▼
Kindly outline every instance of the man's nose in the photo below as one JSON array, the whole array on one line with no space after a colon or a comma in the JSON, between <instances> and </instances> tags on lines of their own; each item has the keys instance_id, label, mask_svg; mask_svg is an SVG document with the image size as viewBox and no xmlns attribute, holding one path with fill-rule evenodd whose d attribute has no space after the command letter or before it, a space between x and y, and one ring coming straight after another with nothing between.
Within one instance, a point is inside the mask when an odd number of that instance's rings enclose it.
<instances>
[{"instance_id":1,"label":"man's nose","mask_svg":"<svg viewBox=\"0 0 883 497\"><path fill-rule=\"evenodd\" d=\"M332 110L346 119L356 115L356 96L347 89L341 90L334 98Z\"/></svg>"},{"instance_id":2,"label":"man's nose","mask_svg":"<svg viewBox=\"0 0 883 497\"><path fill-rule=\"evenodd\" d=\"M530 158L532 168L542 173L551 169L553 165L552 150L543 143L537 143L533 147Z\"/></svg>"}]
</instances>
▲
Opdracht
Wijzig alle rijen hierboven door "Kindly" te vervangen door "Please", en laat al het andere ongewijzigd.

Oplossing
Please outline every instance of the man's nose in the photo below as one JSON array, the whole array on one line with no space after a colon or a comma in the JSON, between <instances> and </instances> tags on lines of their own; each item has the keys instance_id, label, mask_svg; mask_svg is an SVG document with the image size as viewBox and no xmlns attribute, holding one path with fill-rule evenodd whose d attribute has no space after the command letter or before it, a space between x and y, and one ring coming straight after another with nothing between.
Within one instance, a point is inside the mask when an odd number of that instance's rings enclose it.
<instances>
[{"instance_id":1,"label":"man's nose","mask_svg":"<svg viewBox=\"0 0 883 497\"><path fill-rule=\"evenodd\" d=\"M332 110L346 119L356 115L356 96L347 89L341 90L334 98Z\"/></svg>"},{"instance_id":2,"label":"man's nose","mask_svg":"<svg viewBox=\"0 0 883 497\"><path fill-rule=\"evenodd\" d=\"M530 158L532 168L542 173L551 169L553 165L552 150L543 143L537 143L533 147Z\"/></svg>"}]
</instances>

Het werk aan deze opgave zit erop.